◆ **Exercise goal**: Are you able to retype all the records below exactly?

==============================

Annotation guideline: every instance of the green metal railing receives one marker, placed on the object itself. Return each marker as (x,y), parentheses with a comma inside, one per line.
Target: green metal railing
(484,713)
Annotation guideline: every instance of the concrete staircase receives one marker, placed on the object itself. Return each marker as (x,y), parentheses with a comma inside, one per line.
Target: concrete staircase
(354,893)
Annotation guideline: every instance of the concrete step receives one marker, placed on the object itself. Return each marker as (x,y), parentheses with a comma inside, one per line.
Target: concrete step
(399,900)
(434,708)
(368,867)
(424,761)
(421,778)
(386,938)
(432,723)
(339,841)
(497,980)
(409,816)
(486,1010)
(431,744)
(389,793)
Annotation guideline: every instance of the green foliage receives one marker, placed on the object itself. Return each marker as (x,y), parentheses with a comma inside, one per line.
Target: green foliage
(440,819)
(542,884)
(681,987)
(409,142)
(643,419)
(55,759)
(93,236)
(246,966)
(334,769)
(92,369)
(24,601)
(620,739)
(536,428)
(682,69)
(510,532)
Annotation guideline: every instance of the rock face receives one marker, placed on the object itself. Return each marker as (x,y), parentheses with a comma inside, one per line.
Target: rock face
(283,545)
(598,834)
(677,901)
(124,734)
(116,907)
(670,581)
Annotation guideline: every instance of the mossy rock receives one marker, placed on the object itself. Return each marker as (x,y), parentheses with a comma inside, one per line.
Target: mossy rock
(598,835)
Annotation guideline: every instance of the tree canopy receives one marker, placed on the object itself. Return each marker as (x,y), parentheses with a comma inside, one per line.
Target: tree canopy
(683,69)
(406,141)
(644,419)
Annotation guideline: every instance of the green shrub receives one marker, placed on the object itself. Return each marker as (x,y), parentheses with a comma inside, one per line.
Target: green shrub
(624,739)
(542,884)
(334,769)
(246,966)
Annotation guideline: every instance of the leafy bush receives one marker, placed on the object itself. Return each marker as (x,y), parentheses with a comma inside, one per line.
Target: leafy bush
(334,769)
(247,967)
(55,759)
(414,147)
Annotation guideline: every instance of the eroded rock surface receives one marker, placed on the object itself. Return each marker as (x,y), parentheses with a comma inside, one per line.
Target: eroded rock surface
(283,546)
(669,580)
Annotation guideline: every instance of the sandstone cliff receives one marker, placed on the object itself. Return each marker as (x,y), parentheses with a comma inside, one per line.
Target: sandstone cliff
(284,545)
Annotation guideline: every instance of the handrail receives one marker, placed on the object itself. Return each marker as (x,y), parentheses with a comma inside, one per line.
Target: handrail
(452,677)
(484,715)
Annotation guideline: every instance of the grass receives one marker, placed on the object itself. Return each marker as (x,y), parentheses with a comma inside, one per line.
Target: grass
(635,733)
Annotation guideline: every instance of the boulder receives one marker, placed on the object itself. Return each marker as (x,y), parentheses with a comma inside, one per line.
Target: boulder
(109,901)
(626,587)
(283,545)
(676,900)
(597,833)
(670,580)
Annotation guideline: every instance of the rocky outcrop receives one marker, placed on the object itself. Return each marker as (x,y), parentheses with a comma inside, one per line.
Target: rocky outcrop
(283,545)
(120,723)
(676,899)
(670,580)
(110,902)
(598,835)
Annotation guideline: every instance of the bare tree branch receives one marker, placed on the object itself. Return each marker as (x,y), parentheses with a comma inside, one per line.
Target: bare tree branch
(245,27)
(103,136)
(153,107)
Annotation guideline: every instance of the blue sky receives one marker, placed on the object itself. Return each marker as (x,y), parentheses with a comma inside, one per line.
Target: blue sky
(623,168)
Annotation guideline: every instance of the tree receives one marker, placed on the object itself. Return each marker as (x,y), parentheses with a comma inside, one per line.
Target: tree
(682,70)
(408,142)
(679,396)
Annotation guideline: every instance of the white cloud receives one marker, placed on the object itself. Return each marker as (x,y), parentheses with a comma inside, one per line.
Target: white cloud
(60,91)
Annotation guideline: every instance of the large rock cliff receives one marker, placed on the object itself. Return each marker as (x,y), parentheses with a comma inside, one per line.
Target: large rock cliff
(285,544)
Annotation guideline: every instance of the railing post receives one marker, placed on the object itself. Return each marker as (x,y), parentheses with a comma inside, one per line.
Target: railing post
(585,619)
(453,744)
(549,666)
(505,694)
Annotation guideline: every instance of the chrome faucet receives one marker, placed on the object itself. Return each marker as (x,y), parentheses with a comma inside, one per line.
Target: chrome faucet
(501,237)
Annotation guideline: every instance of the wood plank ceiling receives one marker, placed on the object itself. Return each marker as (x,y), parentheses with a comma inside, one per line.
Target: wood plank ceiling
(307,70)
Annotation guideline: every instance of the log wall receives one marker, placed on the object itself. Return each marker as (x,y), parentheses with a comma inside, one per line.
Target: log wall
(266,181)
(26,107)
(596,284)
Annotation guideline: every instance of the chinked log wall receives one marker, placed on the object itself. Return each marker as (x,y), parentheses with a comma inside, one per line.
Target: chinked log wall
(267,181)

==============================

◆ **Correct output**:
Annotation guideline: every instance of the green metal railing receives one marker, placed on the object itself. Return each marker as (x,y), parentheses with a comma inside, one per line.
Target: green metal railing
(484,713)
Annotation guideline: every instance of the concrete staircase receives one marker, placed on the object itself. Return each marker as (x,y), parentheses with a comma inside, one per line.
Target: concrete staircase
(354,893)
Annotation guideline: every instance of the concrete step receives one marker, placed on the object itself. Return each marker as (x,y), parentheses with a comma inside, one per line.
Target: concrete step
(399,900)
(434,708)
(368,867)
(424,761)
(421,778)
(386,938)
(432,723)
(339,841)
(497,980)
(409,816)
(486,1010)
(431,744)
(389,793)
Annotation guideline: every instance of the green foliage receives one marker, placed on the object itself. Return each marker as (x,y), parentheses with a comma inside, one per line.
Target: green foliage
(440,819)
(542,884)
(681,987)
(409,142)
(643,419)
(55,759)
(93,236)
(246,966)
(334,769)
(92,369)
(24,601)
(620,739)
(536,428)
(682,69)
(510,532)
Annotation guideline: every instance of the rock face receives one marker, placed on the object itself. Return each marker as (x,y), parentheses with a comma inside, one per line.
Target: rock face
(283,545)
(598,834)
(677,901)
(124,734)
(116,907)
(670,581)
Annotation guideline: every instance of the mossy rock receives one marker, placed on the object itself. Return each marker as (x,y), parentheses with a comma inside, one per line.
Target: mossy rock
(598,835)
Annotation guideline: every instance of the tree canopy receives one marker, placed on the object itself. Return each marker as (x,y), parentheses with a comma inside, one per line.
Target: tree canopy
(683,69)
(406,141)
(644,419)
Annotation guideline: every instance of the green shrub receives one marker, placed on the object itself. Return each marker as (x,y), parentheses with a comma inside, one per line.
Target: green shrub
(624,739)
(542,884)
(334,769)
(246,966)
Annotation guideline: every instance of the leafy bush receives one marker, placed on the object itself. Return each marker as (x,y), parentheses with a comma inside, one per line.
Target: leafy bush
(334,769)
(247,967)
(55,759)
(414,147)
Annotation guideline: every instance of the eroded rock surface receives one marker, placed on the object itself. Return each marker as (x,y), parentheses with a comma inside, one per line.
Target: eroded rock surface
(283,546)
(669,580)
Annotation guideline: every instance of the sandstone cliff receives one marker, placed on the object itself. Return each marker as (x,y), parentheses with a comma inside, one per line.
Target: sandstone cliff
(284,545)
Annotation guideline: every instance of the handrail receives one marker, placed on the object itself. Return each marker as (x,y), parentheses with a comma inside, one per line.
Target: handrail
(452,677)
(484,715)
Annotation guideline: every instance of the grass receives one marker, placed on the object itself. Return each marker as (x,y), parentheses with a comma inside, one per line.
Target: grass
(635,733)
Annotation guideline: every instance of the boulder receives one marker, placed on the object itself. Return each marker as (x,y), parentheses with a comma inside, one per line.
Target: boulder
(109,901)
(626,587)
(283,545)
(676,900)
(597,833)
(670,580)
Annotation guideline: every instance of the rocky outcrop receives one marker, placed on the object itself. Return each marker as (x,y), parentheses with a comma inside, one per line.
Target: rocky outcrop
(283,545)
(120,723)
(676,899)
(670,580)
(110,902)
(598,835)
Annotation guideline: every instance of the bare tree branch receives one marker, placed on the object itself. Return each marker as (x,y), parentheses with a comma inside, one per line.
Target: bare tree branch
(245,27)
(103,136)
(153,107)
Annotation guideline: every instance of the blue sky receives one marker, placed on the object itself. Return each marker as (x,y), parentheses with a comma inside, one per line.
Target: blue sky
(623,168)
Annotation guideline: every instance of the tree receives one marker, placed on the object itself. Return each marker as (x,y), parentheses with a comma inside, one per line.
Target: tree
(682,70)
(408,142)
(679,396)
Annotation guideline: every instance of the white cloud receives one marker, placed on the object itself. Return each marker as (x,y), parentheses with a comma inside, one per line.
Target: white cloud
(60,91)
Annotation guideline: every instance of the large rock cliff receives one marker, placed on the object itself. Return each marker as (x,y), parentheses with a comma inside, one per line.
Target: large rock cliff
(285,544)
Annotation guideline: every instance of the railing post receives one marker, placed on the object itself. Return each marker as (x,y), parentheses with a comma inside, one per line.
Target: railing post
(585,619)
(453,744)
(549,666)
(505,694)
Annotation guideline: every instance of the chrome faucet receives one marker, placed on the object itself. Return each marker as (x,y), parentheses with a comma inside, one per line.
Target: chrome faucet
(501,237)
Annotation guideline: every instance of the wood plank ceiling receives one marker, placed on the object itself. Return each marker as (x,y), parentheses with a comma inside, one per line.
Target: wood plank ceiling
(307,70)
Annotation guideline: every instance of the log wall receives one marker, placed on the object itself. Return each marker as (x,y), parentheses with a comma inside, one per line.
Target: log wall
(266,181)
(26,107)
(596,284)
Annotation guideline: every instance of the chinked log wall receives one marker, placed on the object itself. Return each marker as (x,y), parentheses with a comma inside, one per line.
Target: chinked log wall
(267,181)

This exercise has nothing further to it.